GPs are not trained to deal with the increase in mental health problems
- 15 Jan
According to The Royal College of GPs there has been a rise in the number of young people suffering from mental health problems and doctors are not being given the correct training to spot and deal with the issues.
GPs estimate that tens of thousands of young people are suffering from depressions, stress and anxiety, and that in the most serious cases they are self-harming and taking their own lives.
The Royal College of GPs believes that some of the issues are on the rise due to young people being unable to cope with lack of money, jobs and opportunities.
A problem when treating people suffering with mental health disorders is that there is a lack of any up-to-date research, says The Royal College of GPs. The last significant study was done ten years ago, reports the BBC.
According to the Office of National Statistics, the number of fifteen to 34 year olds taking their own lives was around 1,600 in 2011, an average of more than four every day.
Norman Lamb, the minister in charge of mental health care in England, said: "It's a bit hit-and-miss as to whether you get a GP who really understands the issues. I am absolutely determined. I am on a mission to give mental health equality with physical health. I think in the past mental health has always been the poor relation and we've got to change that. In terms of its impact on people it's much more significant than many physical health problems."
There are currently no details on whether the government plans to introduce further mental health training fro GPs.
Dr Jane Roberts from the Royal College of GPs says the consequences of undiagnosed, untreated mental health problems can be serious. "This [the symptoms of mental health issues] can go from withdrawing from normal social life to cutting, to self-harm - which may escalate into more harmful methods involving overdoses and serious cutting - to ultimately taking their own lives."

_ _ _

ACTIVITY 1: In the article on GP training, rewrite the passage starting at "Norman Lamb, the" and ending at "training fro GPs.", swapping "physical health" for "bodily health".
ACTIVITY 2: List every organization the article on GP training mentions by name.
None of the lines are needed for the tasks about this article.

_ _ _

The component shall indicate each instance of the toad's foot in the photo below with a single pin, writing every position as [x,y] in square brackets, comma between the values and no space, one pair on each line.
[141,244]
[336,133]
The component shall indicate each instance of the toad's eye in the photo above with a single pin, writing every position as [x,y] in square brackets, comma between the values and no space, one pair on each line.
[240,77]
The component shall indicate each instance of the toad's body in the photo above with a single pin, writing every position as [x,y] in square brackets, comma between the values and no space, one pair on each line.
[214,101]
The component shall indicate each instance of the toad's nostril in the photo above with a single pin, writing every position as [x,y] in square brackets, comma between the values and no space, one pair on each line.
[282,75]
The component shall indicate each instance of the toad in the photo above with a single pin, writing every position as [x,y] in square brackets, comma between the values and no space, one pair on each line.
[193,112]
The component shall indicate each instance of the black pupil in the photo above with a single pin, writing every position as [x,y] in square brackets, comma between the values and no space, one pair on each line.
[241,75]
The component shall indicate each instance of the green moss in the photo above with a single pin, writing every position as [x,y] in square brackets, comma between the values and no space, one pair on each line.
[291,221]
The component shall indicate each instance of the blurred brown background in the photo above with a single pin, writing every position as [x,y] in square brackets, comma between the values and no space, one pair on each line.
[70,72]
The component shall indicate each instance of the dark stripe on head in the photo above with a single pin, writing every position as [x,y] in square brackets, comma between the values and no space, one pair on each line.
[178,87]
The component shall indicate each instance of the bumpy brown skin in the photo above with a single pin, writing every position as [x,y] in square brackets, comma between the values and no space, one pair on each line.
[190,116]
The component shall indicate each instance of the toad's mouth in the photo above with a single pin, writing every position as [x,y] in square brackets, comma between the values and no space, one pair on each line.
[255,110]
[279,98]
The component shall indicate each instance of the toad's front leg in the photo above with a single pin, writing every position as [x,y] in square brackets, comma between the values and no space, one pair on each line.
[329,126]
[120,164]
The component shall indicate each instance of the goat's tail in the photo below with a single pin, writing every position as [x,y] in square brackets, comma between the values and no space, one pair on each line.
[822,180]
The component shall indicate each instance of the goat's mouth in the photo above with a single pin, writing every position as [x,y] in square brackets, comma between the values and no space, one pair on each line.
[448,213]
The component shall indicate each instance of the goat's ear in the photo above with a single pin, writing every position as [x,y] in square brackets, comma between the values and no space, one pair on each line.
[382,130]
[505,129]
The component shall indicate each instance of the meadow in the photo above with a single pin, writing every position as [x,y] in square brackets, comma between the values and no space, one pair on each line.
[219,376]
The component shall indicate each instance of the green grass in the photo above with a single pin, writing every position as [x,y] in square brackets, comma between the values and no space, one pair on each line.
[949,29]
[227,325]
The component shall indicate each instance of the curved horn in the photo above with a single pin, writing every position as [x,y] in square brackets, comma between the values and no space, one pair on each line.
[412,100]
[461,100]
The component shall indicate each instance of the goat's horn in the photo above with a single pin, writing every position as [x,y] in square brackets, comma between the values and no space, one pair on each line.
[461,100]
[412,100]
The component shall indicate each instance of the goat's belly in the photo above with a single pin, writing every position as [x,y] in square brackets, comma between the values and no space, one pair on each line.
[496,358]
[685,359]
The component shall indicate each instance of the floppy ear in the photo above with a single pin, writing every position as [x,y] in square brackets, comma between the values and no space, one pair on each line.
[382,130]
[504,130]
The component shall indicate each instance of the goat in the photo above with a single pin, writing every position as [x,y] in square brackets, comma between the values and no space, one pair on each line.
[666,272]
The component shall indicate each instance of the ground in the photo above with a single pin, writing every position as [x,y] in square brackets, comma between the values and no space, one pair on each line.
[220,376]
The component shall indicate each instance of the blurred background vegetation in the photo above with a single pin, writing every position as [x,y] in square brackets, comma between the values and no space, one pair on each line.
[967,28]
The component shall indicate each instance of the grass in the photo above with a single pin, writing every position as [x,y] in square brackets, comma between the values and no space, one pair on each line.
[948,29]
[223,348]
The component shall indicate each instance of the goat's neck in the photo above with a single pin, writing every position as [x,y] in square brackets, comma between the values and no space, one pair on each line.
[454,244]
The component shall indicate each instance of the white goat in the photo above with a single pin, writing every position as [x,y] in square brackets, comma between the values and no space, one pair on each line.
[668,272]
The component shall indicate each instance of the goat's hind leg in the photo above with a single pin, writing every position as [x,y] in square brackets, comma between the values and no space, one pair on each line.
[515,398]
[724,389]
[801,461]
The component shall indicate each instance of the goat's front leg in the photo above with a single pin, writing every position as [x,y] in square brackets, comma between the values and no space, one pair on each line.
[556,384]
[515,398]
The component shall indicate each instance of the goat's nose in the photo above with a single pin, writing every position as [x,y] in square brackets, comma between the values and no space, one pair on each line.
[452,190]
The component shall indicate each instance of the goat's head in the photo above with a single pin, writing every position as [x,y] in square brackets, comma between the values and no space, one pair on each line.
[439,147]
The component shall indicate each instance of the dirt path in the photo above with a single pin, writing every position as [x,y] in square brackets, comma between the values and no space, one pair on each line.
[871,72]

_ _ _

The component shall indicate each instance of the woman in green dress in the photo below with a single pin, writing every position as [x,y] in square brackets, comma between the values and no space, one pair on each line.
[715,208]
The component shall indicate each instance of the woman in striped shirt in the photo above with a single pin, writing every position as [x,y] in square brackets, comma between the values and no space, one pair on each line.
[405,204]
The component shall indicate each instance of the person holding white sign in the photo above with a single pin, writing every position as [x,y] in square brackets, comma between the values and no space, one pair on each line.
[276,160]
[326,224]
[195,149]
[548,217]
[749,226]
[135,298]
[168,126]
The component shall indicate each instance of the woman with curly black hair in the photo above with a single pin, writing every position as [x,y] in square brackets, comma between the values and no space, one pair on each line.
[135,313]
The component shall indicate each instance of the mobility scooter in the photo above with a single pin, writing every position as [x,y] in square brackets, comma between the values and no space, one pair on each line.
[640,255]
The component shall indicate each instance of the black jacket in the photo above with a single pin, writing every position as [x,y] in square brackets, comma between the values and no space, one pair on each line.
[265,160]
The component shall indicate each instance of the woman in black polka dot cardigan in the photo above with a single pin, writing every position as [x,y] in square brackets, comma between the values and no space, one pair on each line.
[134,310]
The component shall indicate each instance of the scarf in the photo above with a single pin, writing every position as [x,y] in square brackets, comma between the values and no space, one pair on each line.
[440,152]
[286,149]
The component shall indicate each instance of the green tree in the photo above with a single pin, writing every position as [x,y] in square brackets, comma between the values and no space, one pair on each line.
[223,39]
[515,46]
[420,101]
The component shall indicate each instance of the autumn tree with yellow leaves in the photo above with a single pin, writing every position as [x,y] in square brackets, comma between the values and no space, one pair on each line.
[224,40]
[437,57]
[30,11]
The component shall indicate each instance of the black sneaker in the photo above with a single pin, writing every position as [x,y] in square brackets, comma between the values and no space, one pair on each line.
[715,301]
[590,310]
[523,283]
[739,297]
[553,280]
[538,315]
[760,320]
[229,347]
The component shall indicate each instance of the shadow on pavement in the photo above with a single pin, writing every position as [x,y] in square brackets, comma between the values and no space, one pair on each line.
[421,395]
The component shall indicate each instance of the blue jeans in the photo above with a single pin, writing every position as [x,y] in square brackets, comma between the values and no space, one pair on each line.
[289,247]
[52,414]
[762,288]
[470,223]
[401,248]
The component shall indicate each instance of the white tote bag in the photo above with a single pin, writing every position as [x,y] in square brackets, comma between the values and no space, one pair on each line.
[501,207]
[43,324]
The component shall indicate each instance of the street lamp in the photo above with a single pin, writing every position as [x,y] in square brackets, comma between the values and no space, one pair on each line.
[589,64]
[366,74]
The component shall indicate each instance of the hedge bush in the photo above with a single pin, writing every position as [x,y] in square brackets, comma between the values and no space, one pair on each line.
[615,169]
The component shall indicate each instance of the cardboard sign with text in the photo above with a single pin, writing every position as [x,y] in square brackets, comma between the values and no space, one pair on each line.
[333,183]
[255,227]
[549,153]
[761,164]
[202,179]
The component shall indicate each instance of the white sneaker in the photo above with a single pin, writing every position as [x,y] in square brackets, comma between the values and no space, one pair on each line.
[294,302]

_ _ _

ANSWER SPACE 1:
Norman Lamb, the minister in charge of mental health care in England, said: "It's a bit hit-and-miss as to whether you get a GP who really understands the issues. I am absolutely determined. I am on a mission to give mental health equality with bodily health. I think in the past mental health has always been the poor relation and we've got to change that. In terms of its impact on people it's much more significant than many bodily health problems."
There are currently no details on whether the government plans to introduce further mental health training fro GPs.

ANSWER SPACE 2:
The Royal College of GPs
The BBC
The Office of National Statistics